**Short problem:** Reproduce without any changes the lines starting at the one that contains "Please tag the propeller blade" and running through the last of the lines, both ends included.

**Excerpts of pointing data:**
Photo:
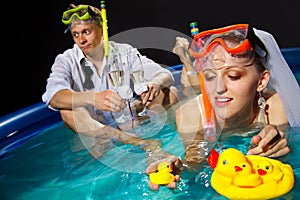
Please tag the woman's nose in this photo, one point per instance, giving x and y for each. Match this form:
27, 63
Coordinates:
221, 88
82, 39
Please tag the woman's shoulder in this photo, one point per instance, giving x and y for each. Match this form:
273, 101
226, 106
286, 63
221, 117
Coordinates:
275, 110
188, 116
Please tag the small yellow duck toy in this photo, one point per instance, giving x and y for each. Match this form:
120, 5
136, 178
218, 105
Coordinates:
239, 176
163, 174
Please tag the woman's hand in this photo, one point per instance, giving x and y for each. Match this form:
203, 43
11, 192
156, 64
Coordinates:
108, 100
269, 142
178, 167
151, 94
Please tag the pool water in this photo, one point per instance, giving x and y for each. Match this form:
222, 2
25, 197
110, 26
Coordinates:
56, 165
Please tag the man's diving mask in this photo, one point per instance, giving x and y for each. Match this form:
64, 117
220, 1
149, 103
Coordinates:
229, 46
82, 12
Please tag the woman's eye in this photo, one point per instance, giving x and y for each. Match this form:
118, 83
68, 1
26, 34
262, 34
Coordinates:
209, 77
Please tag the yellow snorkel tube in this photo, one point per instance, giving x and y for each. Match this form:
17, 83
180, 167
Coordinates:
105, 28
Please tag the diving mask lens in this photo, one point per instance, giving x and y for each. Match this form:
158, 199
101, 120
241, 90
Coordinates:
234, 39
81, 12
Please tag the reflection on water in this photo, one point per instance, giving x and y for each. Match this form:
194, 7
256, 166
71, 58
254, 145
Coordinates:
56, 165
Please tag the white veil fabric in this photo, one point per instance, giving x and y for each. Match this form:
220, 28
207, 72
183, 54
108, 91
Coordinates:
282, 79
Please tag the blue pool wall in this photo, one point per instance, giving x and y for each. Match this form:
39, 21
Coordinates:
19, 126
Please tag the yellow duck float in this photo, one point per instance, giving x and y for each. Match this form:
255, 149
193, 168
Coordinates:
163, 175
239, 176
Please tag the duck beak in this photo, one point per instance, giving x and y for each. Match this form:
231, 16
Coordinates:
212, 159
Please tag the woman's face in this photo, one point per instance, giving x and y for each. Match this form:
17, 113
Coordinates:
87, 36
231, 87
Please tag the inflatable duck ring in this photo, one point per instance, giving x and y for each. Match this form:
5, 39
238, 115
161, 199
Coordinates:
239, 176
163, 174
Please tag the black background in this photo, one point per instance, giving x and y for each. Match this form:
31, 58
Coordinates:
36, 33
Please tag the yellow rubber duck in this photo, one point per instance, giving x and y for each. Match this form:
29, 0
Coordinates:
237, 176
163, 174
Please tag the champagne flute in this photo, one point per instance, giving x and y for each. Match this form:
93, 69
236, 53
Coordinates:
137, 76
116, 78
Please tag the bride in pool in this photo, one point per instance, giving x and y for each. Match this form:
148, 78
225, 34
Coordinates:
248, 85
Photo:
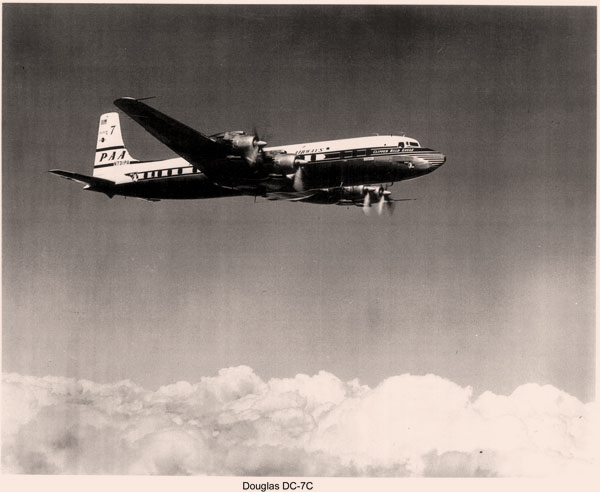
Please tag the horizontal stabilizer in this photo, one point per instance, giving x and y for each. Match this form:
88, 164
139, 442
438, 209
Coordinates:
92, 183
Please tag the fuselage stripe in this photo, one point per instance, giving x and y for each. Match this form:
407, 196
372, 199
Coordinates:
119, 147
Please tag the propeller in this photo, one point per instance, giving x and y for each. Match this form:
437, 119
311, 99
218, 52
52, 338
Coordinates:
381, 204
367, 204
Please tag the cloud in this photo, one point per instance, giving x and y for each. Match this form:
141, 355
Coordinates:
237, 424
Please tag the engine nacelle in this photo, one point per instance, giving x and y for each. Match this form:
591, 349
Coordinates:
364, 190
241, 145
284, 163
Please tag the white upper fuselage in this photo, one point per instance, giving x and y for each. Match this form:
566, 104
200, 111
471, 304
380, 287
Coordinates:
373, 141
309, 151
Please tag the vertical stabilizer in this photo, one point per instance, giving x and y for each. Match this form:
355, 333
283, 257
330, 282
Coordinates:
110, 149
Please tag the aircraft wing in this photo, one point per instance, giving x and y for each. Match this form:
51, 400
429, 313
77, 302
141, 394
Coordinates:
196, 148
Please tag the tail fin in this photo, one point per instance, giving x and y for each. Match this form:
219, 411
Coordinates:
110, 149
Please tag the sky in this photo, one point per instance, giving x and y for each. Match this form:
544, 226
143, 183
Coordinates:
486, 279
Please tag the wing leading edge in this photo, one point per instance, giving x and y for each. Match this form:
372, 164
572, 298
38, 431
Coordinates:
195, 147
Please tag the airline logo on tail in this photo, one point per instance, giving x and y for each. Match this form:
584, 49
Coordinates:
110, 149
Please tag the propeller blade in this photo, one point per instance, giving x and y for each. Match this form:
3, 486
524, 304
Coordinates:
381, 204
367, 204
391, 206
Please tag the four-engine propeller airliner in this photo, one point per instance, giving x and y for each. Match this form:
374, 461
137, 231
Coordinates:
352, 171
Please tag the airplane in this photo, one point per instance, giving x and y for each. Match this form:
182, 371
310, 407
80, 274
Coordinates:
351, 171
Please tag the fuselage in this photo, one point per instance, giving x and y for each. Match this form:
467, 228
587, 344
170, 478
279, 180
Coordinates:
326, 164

**In response:**
Please tag the propeller blade in this photo, one point per instance, giving x and y for each. Match this form:
3, 486
524, 304
Coordinates:
381, 204
367, 204
391, 206
Please tag the four-engine propeller airliner in this photo, one point per instance, giving x and y for each. Match this form:
374, 461
137, 231
Coordinates:
352, 171
Please tag the airplane in this photo, one point per instance, giving x and y for each. Match this form:
182, 371
310, 407
80, 274
Coordinates:
351, 171
Please tag the fuselage in this photo, one point per instance, giving x and y for each. Match this form:
467, 228
587, 344
170, 478
279, 180
Coordinates:
326, 164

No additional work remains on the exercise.